AIM OF THE TASK -
Every entry below is to be retyped exactly as it appears.

INFORMATION GIVEN -
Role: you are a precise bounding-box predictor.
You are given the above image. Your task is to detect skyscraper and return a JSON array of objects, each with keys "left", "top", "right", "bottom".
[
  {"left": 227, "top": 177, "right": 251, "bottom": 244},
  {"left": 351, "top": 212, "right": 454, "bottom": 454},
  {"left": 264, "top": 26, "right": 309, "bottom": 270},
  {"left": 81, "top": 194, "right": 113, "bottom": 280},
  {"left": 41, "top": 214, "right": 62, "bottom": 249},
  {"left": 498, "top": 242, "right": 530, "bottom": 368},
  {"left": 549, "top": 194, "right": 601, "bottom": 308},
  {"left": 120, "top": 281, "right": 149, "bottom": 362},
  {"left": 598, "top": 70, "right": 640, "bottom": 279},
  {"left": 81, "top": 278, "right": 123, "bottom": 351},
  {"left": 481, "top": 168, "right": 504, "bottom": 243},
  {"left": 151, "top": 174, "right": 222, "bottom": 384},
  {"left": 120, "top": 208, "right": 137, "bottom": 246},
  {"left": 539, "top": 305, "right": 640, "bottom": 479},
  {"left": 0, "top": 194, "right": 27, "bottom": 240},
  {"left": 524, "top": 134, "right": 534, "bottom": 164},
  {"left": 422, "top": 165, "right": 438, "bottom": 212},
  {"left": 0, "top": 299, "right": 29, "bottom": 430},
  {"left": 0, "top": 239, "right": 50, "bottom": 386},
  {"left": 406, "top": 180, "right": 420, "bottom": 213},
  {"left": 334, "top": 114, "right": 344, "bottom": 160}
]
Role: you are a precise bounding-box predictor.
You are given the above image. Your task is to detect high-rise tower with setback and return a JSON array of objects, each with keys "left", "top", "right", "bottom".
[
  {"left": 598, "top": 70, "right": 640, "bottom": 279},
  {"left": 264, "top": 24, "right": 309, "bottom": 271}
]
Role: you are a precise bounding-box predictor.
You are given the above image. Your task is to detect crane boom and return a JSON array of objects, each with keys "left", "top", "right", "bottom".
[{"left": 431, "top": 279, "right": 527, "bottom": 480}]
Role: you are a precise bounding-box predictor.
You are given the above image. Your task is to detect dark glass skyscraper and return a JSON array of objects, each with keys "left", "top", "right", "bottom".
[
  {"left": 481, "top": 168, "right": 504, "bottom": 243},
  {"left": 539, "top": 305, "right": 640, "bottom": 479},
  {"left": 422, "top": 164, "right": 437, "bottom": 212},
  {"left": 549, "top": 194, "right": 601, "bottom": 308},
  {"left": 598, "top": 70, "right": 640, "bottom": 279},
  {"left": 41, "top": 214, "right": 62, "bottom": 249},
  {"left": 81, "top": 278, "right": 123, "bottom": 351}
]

TASK RESULT -
Role: you are a precise bounding-box predictor.
You are given the above image. Your task is to detect skyscraper and return a JSON array of objects, each with keys "left", "top", "right", "bottom".
[
  {"left": 227, "top": 177, "right": 251, "bottom": 244},
  {"left": 351, "top": 212, "right": 454, "bottom": 454},
  {"left": 264, "top": 26, "right": 309, "bottom": 270},
  {"left": 81, "top": 194, "right": 113, "bottom": 280},
  {"left": 41, "top": 214, "right": 62, "bottom": 249},
  {"left": 498, "top": 242, "right": 530, "bottom": 368},
  {"left": 549, "top": 194, "right": 601, "bottom": 308},
  {"left": 120, "top": 281, "right": 149, "bottom": 362},
  {"left": 598, "top": 70, "right": 640, "bottom": 279},
  {"left": 81, "top": 278, "right": 123, "bottom": 351},
  {"left": 481, "top": 168, "right": 504, "bottom": 243},
  {"left": 151, "top": 174, "right": 222, "bottom": 384},
  {"left": 120, "top": 208, "right": 137, "bottom": 246},
  {"left": 539, "top": 305, "right": 640, "bottom": 479},
  {"left": 0, "top": 194, "right": 27, "bottom": 240},
  {"left": 524, "top": 134, "right": 534, "bottom": 164},
  {"left": 422, "top": 165, "right": 438, "bottom": 212},
  {"left": 0, "top": 299, "right": 29, "bottom": 430},
  {"left": 0, "top": 239, "right": 50, "bottom": 386},
  {"left": 406, "top": 180, "right": 420, "bottom": 213},
  {"left": 334, "top": 114, "right": 344, "bottom": 160}
]
Role: you are a precise bounding-box predictor.
You are given the above image. Your task is to detect high-rise tower with setback and return a JSON array of objects, each with keys "left", "top", "right", "bottom".
[
  {"left": 598, "top": 70, "right": 640, "bottom": 279},
  {"left": 264, "top": 24, "right": 309, "bottom": 271}
]
Role: you are a precise bounding-box predictor.
You are given the above image. Your task is to detect crane boom and return a JSON array of objects, each with keys "left", "top", "right", "bottom".
[{"left": 431, "top": 279, "right": 527, "bottom": 480}]
Role: you are a precise bounding-box predictor.
You are given the above image. Your task is to detect dark glass skyscraper and return a JSON array of objects, each with keys "left", "top", "right", "bottom".
[
  {"left": 481, "top": 168, "right": 504, "bottom": 243},
  {"left": 539, "top": 305, "right": 640, "bottom": 479},
  {"left": 422, "top": 164, "right": 437, "bottom": 212},
  {"left": 549, "top": 194, "right": 601, "bottom": 308},
  {"left": 598, "top": 70, "right": 640, "bottom": 279},
  {"left": 41, "top": 214, "right": 62, "bottom": 249},
  {"left": 81, "top": 278, "right": 123, "bottom": 351}
]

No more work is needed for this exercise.